**PROBLEM REQUIREMENTS:**
Could you reproduce, word for word, the entries from the line that contains "Exercise. Tag every instance of the foamy" through the last line of the entries?

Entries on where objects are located
—————

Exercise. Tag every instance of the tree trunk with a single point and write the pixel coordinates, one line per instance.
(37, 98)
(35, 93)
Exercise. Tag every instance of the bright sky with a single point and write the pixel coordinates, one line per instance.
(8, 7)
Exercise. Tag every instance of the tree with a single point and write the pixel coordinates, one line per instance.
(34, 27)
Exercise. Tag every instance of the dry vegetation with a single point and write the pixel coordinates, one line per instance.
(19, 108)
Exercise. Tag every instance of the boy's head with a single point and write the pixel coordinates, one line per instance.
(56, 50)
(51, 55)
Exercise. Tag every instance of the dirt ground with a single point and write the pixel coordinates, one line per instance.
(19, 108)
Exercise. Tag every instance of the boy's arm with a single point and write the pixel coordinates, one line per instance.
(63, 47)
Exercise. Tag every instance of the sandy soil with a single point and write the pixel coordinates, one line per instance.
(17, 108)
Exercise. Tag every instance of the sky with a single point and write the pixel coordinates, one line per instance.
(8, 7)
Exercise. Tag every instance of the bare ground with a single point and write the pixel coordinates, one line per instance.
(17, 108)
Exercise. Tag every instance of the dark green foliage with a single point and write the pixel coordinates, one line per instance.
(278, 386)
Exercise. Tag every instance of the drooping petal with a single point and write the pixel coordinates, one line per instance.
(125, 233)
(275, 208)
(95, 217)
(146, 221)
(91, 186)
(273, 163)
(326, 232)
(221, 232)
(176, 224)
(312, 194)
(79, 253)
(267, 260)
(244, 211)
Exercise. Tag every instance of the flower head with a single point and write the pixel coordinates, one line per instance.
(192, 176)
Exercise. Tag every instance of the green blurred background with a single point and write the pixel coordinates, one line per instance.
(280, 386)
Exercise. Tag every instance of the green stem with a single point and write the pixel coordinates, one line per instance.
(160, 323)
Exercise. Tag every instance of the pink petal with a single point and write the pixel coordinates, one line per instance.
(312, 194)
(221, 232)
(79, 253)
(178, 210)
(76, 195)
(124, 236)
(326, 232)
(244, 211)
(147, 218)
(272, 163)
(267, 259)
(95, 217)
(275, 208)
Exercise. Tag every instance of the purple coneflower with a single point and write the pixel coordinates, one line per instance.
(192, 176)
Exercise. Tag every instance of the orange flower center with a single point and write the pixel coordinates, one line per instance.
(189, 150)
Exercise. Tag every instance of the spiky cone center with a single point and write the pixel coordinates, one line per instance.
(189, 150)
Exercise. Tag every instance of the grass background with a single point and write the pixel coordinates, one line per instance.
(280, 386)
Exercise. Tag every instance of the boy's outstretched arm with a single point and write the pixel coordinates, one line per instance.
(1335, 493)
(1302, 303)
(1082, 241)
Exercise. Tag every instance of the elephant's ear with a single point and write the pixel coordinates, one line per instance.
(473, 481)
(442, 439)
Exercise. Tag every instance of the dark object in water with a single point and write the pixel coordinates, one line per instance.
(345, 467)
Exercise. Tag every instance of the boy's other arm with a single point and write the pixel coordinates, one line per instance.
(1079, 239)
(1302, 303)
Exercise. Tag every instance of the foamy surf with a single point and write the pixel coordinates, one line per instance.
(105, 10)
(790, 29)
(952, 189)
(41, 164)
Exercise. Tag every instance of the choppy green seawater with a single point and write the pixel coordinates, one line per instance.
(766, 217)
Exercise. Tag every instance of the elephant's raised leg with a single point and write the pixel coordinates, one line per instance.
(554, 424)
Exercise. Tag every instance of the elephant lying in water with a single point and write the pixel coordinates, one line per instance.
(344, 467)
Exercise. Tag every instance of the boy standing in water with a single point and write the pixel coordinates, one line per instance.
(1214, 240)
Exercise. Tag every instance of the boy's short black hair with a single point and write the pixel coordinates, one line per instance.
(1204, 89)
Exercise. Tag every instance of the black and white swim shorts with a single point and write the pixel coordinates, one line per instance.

—————

**OUTPUT BELOW:**
Exercise. Tag every instance of the foamy surf with a single point and write the pixel coordinates, one line per instance.
(105, 10)
(790, 29)
(952, 189)
(41, 164)
Exercise. Tag every instance of the choppy green seawater with a single point and write the pixel coordinates, one line per instance.
(766, 217)
Exercise. Tag every instance of the elephant's raised leg with a single point and write the pixel coordinates, one line per instance.
(554, 424)
Exercise. Tag every instance of the elephant lying in water with a single point and write the pixel coordinates, one line per instance.
(344, 467)
Exercise. Tag every instance of the boy standing in water with a single point and write the pixel coordinates, one line per instance.
(1214, 240)
Exercise. Tag every instance of the boy's short black hair with a single point and write the pixel coordinates, one line per instance.
(1204, 89)
Exercise. Tag every instance of the black and white swim shorts with a single point and write the pixel coordinates, one line per instance.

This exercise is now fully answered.